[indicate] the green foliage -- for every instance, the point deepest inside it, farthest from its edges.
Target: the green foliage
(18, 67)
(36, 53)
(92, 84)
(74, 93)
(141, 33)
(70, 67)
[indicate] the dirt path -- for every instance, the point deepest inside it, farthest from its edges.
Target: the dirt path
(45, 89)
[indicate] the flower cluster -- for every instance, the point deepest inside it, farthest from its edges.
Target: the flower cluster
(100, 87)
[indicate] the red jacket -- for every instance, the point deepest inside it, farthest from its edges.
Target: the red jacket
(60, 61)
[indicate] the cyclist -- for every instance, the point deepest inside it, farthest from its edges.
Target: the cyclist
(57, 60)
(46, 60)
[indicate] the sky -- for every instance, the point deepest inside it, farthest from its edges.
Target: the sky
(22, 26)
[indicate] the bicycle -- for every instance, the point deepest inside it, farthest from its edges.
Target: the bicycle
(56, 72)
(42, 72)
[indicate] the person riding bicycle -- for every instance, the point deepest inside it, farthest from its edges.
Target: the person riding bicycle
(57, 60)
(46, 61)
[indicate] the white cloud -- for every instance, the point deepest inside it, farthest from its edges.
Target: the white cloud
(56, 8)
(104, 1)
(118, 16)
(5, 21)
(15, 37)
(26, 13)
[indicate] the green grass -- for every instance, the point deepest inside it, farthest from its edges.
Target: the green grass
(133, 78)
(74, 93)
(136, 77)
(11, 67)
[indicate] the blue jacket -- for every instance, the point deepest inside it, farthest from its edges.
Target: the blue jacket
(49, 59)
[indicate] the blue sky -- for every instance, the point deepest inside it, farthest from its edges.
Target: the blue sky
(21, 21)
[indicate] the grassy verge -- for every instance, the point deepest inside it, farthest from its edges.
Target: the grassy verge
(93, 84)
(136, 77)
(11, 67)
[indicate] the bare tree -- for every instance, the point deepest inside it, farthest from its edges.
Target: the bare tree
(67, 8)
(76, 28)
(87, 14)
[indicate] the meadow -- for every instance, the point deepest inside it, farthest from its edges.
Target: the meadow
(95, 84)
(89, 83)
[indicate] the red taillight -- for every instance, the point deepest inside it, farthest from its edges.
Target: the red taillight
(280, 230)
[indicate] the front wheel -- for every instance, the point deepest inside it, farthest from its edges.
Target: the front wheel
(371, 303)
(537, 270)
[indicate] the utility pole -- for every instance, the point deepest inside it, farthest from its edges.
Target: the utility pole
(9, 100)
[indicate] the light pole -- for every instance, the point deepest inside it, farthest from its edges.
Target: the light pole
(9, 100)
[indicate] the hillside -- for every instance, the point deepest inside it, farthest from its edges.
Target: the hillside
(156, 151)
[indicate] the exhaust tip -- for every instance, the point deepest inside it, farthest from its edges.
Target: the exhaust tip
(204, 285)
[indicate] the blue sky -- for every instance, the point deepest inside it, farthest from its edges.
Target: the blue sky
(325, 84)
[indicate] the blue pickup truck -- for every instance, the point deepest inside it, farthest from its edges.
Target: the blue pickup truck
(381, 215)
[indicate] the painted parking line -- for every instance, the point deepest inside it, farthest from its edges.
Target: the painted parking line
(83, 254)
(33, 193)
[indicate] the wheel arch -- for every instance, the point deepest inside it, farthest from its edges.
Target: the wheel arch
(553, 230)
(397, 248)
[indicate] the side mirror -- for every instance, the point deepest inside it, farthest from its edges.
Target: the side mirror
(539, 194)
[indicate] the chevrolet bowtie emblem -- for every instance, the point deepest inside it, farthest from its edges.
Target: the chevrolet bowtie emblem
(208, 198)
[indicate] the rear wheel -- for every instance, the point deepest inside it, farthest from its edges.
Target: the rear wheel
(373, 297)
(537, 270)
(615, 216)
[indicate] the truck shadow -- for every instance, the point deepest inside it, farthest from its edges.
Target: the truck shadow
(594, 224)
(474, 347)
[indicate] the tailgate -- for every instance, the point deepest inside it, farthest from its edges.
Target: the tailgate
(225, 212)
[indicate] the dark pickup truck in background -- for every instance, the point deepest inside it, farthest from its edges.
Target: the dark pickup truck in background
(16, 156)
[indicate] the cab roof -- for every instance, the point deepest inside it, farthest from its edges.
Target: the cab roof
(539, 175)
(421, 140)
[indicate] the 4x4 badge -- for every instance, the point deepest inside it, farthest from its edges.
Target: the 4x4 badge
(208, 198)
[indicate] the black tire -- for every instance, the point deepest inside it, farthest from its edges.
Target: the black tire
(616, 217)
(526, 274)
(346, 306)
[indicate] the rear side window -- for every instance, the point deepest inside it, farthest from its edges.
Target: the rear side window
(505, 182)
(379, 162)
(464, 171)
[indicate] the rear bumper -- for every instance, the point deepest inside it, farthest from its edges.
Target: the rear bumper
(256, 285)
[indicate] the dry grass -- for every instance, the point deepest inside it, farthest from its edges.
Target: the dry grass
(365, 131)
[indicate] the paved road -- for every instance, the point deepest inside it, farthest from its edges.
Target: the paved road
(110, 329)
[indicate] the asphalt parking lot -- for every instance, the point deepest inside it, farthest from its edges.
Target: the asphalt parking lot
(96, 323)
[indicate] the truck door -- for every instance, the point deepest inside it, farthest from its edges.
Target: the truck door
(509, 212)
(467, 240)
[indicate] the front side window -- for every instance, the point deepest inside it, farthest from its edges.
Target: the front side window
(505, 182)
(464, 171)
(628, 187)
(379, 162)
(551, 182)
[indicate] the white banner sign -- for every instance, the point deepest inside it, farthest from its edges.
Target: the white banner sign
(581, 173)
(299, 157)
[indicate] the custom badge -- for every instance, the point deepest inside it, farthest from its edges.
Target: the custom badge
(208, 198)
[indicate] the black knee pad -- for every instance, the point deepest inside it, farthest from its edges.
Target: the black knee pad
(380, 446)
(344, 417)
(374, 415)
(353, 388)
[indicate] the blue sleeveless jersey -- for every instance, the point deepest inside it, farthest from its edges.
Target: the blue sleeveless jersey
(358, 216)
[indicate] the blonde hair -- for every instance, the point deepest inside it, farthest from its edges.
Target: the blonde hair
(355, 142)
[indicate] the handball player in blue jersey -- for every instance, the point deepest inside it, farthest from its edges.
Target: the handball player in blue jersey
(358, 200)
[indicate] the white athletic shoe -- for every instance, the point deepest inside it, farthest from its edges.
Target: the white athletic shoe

• [STATED GOAL] Give back exactly the lines that run from the line with "[indicate] the truck door" through the close of the material, counting both ends, and nothing more.

• [ANSWER TO THIS EXERCISE]
[indicate] the truck door -- for every instance, the point deepest inside it, farthest from its edges.
Target: the truck door
(509, 212)
(467, 240)
[indicate] the front side window -- for every instance, the point deepest inside it, farthest from its edges.
Target: the front side window
(505, 182)
(464, 171)
(628, 187)
(379, 162)
(551, 182)
[indicate] the white banner sign -- for every instance, the point deepest inside it, farthest from its edges.
Target: the white banner sign
(581, 173)
(299, 157)
[indicate] the custom badge -- for every instance, the point deepest inside it, farthest from its edges.
Target: the custom badge
(208, 198)
[indicate] the black knee pad -- for every instance, the point deepest inside it, farthest from its edges.
Target: the black knee pad
(380, 446)
(344, 417)
(374, 415)
(353, 388)
[indicate] the blue sleeveless jersey -- for every instance, the point deepest inside it, farthest from its edges.
Target: the blue sleeveless jersey
(358, 216)
[indicate] the blonde hair -- for every instance, the point deepest inside it, farthest from its edges.
Target: the blonde hair
(355, 142)
[indicate] the handball player in blue jersey -- for every instance, the point deepest inside it, farthest from its edges.
Target: the handball player in blue jersey
(358, 200)
[indicate] the white athletic shoe -- for every instance, the point deepest inside it, farthest from its edges.
Target: the white athletic shoe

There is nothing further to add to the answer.